## Task prompt
Please find every line in the data below that contains the string "hand" and copy each of those lines.

## Data excerpts
★ ★ ★ ★

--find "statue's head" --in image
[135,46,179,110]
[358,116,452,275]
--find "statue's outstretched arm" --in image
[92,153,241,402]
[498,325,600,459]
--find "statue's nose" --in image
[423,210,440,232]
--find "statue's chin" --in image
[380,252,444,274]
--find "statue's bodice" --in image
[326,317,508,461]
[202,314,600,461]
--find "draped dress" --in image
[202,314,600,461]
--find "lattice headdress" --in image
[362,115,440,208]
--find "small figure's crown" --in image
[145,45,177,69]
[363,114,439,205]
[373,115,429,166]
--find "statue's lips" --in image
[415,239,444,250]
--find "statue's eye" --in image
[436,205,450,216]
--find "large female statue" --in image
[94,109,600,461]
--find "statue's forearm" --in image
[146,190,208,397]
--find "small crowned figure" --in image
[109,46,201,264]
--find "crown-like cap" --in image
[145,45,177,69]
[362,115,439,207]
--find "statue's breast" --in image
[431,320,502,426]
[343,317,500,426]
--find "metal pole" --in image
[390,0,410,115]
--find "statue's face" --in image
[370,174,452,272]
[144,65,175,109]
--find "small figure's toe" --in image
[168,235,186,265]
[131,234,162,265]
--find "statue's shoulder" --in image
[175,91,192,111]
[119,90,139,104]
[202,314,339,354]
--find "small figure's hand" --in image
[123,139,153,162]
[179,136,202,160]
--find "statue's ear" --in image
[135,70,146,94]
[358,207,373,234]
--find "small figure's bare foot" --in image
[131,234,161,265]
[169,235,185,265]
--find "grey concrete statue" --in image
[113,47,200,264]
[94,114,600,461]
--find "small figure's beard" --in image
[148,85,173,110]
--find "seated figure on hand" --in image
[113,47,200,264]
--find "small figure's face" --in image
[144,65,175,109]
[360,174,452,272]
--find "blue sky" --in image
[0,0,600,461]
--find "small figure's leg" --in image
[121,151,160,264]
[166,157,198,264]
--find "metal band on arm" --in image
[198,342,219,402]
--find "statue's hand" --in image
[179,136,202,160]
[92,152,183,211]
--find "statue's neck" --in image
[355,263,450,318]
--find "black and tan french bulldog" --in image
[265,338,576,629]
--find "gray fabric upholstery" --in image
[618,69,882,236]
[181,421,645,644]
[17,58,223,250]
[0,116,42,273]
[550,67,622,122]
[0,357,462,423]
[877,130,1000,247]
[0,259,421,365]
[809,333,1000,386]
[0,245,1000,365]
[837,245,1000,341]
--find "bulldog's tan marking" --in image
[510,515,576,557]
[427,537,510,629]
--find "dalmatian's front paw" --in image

★ ★ ★ ★

## Result of the task
--find "small figure's hand" --in image
--find "seated figure on hand" --in image
--find "statue's hand" --in image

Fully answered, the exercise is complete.